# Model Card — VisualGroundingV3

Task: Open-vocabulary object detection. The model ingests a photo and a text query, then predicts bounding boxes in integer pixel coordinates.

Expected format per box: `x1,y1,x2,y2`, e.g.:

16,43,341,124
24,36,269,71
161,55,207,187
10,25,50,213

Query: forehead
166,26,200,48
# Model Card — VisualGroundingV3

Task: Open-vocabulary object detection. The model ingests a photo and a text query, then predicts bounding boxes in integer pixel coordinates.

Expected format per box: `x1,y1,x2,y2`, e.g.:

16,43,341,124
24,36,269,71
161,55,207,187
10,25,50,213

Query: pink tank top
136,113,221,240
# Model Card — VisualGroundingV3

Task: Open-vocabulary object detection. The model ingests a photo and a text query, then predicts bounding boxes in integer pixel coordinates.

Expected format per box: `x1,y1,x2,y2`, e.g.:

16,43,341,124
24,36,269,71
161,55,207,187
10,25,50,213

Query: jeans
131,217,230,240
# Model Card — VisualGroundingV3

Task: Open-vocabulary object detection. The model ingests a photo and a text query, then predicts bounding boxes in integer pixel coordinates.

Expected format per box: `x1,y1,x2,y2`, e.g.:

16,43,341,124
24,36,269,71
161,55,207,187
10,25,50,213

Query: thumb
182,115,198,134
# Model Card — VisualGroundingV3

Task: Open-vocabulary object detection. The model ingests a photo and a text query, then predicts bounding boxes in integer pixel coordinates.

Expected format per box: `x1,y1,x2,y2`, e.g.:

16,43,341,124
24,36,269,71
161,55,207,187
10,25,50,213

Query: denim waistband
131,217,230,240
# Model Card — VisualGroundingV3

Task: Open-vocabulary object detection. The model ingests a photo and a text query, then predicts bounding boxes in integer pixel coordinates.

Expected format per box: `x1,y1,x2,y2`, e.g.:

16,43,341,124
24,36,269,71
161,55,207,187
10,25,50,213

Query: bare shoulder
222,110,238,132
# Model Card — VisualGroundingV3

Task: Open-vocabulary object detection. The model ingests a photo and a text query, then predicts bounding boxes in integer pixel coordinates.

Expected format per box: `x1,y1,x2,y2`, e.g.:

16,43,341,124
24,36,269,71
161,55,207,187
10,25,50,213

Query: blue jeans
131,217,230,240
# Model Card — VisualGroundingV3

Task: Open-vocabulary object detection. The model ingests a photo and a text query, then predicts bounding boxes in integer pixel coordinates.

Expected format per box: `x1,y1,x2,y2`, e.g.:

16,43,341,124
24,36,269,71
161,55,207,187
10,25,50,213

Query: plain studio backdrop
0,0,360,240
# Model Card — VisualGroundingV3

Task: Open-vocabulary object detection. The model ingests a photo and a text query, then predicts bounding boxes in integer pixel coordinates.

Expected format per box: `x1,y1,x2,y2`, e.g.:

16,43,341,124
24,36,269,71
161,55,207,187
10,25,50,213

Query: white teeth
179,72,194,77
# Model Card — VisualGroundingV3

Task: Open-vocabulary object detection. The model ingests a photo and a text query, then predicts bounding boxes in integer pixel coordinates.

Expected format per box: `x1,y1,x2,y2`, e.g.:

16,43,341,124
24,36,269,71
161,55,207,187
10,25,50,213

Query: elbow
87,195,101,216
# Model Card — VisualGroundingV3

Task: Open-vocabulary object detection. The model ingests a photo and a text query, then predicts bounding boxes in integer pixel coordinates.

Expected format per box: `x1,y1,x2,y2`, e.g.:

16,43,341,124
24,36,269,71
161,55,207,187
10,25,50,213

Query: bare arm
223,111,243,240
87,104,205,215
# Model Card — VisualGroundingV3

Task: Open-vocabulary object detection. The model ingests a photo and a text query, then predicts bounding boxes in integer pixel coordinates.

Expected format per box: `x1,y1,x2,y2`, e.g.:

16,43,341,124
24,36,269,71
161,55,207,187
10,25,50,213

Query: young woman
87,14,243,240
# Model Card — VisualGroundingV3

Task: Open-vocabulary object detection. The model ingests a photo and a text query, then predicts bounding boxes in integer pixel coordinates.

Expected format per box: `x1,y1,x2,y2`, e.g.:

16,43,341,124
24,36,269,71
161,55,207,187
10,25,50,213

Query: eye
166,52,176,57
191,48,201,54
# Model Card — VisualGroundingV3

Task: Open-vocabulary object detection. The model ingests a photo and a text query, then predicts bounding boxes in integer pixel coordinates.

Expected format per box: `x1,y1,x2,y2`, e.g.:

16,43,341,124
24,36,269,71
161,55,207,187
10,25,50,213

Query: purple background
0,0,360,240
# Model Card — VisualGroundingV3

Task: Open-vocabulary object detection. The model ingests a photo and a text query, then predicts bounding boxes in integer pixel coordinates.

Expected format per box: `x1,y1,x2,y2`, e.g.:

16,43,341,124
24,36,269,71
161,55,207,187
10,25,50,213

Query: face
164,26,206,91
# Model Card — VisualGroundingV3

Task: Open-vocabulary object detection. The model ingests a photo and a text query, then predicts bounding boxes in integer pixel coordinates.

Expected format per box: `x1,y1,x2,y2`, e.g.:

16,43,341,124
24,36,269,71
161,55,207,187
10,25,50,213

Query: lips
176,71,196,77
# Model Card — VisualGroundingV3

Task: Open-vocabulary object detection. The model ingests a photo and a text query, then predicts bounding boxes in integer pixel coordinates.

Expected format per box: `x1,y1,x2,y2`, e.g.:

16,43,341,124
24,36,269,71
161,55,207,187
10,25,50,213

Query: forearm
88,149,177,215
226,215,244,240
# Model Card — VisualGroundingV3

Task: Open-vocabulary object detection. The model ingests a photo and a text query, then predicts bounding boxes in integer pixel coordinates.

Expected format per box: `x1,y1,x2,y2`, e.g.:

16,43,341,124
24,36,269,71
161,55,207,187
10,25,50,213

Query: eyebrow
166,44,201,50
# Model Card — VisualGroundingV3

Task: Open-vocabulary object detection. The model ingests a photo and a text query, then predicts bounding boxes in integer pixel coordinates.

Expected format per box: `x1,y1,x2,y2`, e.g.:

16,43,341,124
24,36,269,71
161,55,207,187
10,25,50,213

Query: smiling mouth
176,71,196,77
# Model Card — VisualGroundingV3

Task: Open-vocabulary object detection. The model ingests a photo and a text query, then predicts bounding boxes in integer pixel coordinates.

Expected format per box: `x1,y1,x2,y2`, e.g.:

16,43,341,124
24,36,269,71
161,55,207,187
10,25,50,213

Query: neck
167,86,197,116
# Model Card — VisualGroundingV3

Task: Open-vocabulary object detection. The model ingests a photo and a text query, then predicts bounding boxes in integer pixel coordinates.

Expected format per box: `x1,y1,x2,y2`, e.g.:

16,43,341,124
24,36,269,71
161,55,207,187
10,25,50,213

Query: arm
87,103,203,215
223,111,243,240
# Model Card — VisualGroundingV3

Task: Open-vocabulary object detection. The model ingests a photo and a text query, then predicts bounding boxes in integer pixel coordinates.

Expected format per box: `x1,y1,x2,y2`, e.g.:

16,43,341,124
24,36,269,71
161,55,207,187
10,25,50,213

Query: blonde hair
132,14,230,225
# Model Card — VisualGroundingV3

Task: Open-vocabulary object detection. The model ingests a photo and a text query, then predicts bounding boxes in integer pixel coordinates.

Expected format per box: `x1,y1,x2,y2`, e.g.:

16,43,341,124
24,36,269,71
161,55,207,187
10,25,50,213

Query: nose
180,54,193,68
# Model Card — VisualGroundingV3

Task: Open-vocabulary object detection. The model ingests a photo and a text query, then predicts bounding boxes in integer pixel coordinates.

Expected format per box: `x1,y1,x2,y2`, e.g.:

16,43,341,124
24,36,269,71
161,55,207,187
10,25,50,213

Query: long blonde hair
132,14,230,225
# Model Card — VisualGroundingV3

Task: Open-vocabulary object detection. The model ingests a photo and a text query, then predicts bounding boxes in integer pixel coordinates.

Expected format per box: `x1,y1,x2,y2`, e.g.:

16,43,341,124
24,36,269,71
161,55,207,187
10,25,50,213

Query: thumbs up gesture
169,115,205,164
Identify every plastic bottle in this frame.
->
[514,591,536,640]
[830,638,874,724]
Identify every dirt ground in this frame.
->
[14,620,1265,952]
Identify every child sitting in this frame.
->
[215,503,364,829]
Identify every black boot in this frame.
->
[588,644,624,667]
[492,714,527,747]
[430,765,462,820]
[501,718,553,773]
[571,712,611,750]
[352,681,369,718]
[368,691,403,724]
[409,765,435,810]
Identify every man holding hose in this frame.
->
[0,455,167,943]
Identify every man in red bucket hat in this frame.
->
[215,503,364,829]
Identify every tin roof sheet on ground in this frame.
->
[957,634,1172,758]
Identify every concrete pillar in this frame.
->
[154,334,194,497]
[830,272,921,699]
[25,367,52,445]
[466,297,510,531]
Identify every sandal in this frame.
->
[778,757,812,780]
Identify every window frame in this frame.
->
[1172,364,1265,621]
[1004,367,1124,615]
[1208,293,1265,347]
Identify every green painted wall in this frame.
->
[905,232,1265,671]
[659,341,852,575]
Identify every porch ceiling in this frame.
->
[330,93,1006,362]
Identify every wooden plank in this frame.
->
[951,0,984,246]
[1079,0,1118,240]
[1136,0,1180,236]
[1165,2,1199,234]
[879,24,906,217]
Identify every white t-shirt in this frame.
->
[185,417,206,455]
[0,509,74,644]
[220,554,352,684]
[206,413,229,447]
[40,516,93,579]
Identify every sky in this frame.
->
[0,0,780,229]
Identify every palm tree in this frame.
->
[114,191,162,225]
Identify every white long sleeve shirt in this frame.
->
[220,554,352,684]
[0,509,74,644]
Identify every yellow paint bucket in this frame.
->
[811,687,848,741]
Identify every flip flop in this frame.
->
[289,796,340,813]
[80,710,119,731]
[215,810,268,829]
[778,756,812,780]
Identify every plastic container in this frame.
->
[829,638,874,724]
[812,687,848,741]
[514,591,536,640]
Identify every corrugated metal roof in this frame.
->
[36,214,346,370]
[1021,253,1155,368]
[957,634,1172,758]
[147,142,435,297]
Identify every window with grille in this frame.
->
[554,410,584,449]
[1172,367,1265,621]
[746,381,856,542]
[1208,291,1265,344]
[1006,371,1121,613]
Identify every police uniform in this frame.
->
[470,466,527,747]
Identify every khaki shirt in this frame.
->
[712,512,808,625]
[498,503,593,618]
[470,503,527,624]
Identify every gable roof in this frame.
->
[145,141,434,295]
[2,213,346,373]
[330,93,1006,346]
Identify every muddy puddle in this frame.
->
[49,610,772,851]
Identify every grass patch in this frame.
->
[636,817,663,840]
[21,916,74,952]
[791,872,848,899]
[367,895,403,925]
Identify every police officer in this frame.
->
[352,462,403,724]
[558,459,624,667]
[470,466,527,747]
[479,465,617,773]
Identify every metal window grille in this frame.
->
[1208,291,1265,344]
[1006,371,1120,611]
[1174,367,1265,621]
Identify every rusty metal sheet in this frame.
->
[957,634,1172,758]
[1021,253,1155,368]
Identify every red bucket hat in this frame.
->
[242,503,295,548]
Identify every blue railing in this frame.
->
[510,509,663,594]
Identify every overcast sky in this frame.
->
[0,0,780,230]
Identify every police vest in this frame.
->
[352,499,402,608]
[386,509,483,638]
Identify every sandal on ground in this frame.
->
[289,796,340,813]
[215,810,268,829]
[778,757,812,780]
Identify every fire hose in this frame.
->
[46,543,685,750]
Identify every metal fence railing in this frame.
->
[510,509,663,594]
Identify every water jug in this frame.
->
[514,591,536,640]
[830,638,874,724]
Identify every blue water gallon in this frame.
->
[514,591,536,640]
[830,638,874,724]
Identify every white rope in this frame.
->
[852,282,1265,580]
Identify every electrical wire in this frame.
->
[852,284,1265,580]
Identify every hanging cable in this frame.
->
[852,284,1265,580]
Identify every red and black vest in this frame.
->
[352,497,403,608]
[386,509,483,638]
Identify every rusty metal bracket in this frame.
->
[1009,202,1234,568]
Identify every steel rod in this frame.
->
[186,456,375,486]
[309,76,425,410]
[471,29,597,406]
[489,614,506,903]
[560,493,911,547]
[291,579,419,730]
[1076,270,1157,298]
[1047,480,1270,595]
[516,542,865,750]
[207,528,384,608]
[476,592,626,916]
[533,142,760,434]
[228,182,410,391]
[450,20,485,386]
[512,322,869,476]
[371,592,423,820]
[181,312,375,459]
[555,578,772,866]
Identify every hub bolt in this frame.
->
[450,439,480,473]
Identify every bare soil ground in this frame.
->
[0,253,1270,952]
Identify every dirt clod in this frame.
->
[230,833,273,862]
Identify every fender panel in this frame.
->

◆ TASK
Can you rewrite the data from the line containing "Identify every fire hose in this frame." through the end, putting "Locate" in place of "Identify" and keeping everything else the same?

◆ ANSWER TO THE PROBLEM
Locate every fire hose in this frame.
->
[46,543,685,750]
Locate every metal fence railing in this frame.
->
[510,509,663,594]
Locate every water jug in this frame.
->
[514,591,536,640]
[830,638,874,724]
Locate every blue water gallon in this frame.
->
[514,591,536,640]
[830,638,874,724]
Locate every white rope in this frame.
->
[852,282,1265,580]
Locate every electrical wire in this frame.
->
[852,284,1265,580]
Locate every hanging cable in this frame.
->
[852,284,1265,580]
Locate every red and black vest in this frame.
->
[352,497,403,608]
[386,509,483,638]
Locate every rusty metal bracket in this frame.
->
[1009,202,1234,568]
Locate every steel rod in this frame.
->
[186,456,375,486]
[309,76,425,410]
[471,29,597,406]
[489,614,506,903]
[560,493,911,547]
[291,579,419,730]
[1076,270,1157,298]
[1047,480,1270,595]
[516,542,865,750]
[207,528,384,608]
[476,592,626,916]
[533,142,760,434]
[228,182,410,391]
[450,20,485,386]
[512,322,869,476]
[371,592,423,820]
[181,312,375,459]
[555,578,772,866]
Locate every hub bolt in this frame.
->
[450,439,480,473]
Locate every bare soil ground in this frame.
->
[0,253,1270,952]
Locate every dirt clod in this frame.
->
[230,833,273,862]
Locate every fender panel in this frame.
->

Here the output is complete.